Exercise aim: Copy out the line containing "Q: Locate a point on each instance of the cracked" and each line after it, through the last one in the material, exactly as written.

+++ Supplied data +++

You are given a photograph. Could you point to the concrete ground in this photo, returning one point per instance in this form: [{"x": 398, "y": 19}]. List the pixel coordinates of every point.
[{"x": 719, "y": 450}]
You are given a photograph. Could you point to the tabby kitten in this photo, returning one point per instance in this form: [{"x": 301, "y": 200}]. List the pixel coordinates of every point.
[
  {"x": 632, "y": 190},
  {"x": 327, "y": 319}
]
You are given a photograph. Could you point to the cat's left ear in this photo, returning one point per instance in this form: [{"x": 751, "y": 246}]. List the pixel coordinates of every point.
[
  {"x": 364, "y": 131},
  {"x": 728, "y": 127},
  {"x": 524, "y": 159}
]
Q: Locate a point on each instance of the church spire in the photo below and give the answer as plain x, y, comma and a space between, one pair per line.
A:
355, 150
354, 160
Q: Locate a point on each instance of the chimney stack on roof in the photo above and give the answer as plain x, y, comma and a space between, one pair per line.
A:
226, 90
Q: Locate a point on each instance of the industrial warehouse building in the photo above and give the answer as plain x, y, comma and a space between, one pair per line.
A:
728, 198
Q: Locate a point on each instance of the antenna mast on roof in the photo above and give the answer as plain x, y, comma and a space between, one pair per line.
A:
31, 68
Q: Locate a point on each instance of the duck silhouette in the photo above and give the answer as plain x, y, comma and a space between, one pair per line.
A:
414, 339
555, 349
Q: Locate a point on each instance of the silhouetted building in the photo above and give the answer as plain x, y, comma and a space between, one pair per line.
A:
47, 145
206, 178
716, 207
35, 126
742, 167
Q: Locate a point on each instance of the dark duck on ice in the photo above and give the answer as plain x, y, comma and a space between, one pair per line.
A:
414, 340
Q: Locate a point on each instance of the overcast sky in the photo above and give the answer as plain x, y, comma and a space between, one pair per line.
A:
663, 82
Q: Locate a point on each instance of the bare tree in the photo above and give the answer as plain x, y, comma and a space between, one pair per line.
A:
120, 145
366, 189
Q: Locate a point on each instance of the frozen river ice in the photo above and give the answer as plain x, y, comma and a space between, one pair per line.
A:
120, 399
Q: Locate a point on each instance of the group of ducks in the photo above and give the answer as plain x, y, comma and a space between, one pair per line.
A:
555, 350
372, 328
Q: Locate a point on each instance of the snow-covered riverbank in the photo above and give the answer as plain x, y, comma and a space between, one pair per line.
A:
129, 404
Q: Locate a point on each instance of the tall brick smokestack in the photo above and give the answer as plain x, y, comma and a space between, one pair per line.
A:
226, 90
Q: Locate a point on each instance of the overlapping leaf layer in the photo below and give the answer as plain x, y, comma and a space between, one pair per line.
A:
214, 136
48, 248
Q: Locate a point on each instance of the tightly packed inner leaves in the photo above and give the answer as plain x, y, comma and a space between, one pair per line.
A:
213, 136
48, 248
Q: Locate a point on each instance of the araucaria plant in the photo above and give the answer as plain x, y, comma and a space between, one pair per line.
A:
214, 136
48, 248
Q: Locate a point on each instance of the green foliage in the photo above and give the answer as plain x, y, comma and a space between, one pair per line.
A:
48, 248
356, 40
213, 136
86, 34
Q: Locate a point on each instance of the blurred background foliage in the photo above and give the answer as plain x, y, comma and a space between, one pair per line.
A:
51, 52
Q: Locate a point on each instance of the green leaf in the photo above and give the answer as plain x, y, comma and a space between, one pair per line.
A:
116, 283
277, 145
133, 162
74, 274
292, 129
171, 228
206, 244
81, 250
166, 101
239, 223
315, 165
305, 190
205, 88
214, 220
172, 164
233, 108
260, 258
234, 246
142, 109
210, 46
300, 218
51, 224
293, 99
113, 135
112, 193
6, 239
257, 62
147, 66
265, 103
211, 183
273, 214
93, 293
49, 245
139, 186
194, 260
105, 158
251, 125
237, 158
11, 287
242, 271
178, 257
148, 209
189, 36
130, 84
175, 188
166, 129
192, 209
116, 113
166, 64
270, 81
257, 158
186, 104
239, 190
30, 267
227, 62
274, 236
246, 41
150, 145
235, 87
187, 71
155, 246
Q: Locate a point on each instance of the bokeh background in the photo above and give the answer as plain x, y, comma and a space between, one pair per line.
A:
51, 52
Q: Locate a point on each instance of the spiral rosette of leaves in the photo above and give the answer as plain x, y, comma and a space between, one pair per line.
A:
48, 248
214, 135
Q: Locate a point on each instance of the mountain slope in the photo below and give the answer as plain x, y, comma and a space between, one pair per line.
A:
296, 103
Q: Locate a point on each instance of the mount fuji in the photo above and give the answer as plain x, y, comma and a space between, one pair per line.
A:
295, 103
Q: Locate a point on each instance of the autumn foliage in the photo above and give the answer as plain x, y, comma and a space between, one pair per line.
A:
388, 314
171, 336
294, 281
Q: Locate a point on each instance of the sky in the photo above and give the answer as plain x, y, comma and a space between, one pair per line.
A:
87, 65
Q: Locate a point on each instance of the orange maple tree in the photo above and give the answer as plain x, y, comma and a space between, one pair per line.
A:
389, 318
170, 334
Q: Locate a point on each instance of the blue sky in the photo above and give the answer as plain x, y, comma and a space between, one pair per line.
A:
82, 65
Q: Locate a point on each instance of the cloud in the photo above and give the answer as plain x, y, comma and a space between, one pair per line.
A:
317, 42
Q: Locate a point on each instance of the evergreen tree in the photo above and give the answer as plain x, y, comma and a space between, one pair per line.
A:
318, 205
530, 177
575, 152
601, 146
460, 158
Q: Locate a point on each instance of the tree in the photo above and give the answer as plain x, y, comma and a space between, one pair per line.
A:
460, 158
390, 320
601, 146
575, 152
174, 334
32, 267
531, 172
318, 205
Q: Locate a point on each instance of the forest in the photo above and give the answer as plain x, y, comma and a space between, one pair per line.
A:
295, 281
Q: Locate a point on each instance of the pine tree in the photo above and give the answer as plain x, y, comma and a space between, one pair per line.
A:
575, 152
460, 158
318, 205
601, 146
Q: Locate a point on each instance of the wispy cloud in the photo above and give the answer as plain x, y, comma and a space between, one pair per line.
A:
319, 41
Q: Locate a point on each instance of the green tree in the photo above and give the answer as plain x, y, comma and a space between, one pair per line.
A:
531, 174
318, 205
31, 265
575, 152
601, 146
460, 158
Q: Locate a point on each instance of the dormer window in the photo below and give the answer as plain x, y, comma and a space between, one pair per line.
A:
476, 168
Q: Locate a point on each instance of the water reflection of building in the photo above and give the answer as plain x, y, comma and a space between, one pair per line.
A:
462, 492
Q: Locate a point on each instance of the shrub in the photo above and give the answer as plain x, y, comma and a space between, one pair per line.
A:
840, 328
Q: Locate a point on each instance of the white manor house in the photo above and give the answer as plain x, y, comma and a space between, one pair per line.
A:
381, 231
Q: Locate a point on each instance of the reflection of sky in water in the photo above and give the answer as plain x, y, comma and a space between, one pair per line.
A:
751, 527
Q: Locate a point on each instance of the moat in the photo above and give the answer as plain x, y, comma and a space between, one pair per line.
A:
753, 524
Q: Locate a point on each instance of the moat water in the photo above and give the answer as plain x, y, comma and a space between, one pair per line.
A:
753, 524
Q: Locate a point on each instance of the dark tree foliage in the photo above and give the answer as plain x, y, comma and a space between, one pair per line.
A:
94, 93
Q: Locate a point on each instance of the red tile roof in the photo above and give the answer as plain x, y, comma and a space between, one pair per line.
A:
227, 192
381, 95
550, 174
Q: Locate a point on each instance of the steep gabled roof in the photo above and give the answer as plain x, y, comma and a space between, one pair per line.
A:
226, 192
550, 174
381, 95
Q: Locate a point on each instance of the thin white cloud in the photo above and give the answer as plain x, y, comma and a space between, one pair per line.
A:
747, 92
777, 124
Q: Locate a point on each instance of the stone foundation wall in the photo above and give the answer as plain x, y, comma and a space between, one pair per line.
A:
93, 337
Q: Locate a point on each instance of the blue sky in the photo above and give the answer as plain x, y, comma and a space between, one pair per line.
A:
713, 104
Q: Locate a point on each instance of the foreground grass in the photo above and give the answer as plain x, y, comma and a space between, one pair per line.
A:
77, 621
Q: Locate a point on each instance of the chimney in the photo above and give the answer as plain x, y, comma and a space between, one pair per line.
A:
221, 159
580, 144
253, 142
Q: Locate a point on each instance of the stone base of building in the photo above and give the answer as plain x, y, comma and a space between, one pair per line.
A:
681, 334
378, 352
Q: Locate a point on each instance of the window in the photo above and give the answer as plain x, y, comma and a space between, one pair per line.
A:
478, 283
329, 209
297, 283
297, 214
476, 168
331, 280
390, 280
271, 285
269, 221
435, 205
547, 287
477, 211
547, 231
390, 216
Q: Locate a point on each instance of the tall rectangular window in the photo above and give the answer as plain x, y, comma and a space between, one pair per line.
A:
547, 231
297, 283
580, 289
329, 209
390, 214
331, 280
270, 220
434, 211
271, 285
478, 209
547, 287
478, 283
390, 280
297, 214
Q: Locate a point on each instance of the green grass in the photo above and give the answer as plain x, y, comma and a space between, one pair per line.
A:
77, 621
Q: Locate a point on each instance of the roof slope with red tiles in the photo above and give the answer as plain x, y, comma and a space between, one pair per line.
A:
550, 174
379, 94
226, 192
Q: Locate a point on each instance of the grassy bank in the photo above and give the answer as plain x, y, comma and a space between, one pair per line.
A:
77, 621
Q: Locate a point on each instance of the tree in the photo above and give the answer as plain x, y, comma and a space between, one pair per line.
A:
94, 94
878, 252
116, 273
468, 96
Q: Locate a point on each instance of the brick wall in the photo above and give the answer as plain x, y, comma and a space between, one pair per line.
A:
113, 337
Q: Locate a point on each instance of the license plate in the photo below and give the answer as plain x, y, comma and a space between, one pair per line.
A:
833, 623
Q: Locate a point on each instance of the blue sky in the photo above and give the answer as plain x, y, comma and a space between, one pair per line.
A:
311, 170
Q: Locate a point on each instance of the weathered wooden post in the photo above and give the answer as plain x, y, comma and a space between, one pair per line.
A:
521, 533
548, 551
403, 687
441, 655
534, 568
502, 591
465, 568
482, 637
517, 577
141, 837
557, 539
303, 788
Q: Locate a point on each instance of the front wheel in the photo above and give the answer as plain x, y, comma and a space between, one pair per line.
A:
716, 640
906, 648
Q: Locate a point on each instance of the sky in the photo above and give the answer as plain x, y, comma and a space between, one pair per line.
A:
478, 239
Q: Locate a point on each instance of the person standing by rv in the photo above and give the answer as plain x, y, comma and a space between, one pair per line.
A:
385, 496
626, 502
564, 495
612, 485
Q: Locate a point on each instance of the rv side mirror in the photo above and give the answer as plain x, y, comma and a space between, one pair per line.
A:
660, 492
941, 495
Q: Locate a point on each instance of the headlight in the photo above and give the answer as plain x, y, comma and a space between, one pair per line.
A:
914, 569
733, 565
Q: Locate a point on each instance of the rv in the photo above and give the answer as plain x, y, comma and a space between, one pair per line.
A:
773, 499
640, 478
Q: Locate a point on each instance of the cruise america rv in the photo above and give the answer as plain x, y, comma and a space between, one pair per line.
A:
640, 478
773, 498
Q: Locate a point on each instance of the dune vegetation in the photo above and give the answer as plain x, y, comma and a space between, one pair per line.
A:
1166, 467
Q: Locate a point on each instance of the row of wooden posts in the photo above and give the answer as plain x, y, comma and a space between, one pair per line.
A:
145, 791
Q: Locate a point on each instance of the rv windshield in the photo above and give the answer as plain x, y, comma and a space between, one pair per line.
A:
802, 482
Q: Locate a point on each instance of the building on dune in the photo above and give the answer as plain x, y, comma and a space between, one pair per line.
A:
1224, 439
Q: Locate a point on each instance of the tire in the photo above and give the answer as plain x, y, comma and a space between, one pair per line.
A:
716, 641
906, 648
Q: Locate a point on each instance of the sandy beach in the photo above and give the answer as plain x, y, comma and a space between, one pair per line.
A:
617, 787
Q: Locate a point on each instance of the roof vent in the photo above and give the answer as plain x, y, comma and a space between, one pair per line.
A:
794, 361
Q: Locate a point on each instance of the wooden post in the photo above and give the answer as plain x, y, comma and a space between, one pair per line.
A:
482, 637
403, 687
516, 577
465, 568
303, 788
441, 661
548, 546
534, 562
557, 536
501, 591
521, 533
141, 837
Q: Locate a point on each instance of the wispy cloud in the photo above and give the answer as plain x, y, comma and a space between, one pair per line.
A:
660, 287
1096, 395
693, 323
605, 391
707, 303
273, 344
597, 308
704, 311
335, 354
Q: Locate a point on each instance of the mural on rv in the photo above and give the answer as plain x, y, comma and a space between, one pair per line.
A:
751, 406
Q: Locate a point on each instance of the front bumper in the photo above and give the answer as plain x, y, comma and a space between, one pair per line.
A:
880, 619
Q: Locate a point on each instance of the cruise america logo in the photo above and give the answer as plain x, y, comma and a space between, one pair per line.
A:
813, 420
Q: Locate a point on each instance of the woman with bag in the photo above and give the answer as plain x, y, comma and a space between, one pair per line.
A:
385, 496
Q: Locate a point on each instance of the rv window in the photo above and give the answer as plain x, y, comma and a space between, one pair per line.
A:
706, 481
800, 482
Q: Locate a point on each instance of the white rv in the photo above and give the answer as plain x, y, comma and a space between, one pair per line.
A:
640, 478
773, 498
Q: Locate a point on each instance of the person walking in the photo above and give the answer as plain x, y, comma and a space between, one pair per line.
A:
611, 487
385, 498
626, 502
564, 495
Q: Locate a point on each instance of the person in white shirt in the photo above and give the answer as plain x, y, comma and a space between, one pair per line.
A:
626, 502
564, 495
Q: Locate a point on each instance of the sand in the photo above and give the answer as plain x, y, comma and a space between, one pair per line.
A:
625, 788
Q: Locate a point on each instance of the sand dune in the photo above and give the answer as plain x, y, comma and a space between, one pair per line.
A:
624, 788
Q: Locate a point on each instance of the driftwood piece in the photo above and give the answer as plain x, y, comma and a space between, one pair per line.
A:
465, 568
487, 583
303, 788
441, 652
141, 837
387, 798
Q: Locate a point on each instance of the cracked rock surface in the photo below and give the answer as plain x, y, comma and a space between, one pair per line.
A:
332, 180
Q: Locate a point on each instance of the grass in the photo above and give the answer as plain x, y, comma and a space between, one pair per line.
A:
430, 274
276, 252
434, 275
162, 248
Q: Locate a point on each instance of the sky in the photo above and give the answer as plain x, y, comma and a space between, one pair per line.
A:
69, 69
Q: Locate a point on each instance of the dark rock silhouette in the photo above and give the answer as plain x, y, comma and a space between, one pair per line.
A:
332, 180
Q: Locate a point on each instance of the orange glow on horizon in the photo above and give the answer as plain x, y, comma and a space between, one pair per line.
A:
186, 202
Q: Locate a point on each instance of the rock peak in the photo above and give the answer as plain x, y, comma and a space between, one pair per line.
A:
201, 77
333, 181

+++

Solved problem:
Q: Locate a point on each instance of the cracked rock surface in the photo below and give the answer as plain x, y, comma and a space between, one pair per line.
A:
332, 180
Q: Locate a point on each instance of the grass in the photo above and give the answer as plain x, y, comma and a space between, one pair per line.
A:
430, 274
276, 252
434, 275
162, 248
Q: Locate a point on each instance of the sky in the photo above and give the answer as plain x, y, comma and a space between, one pair per line.
A:
69, 69
Q: Locate a point on each instance of the dark rock silhouette in the photo above and give the answer as plain x, y, comma and a space between, one pair per line.
A:
332, 180
Q: Locate a point on each instance of the orange glow on horizon in the photo above and give the answer as plain x, y, comma and a space between, one pair per line.
A:
186, 202
Q: Locate a point on each instance of the rock peak in the photo above and give the answer as plain x, y, comma and a space between, one pair per line.
A:
201, 77
333, 181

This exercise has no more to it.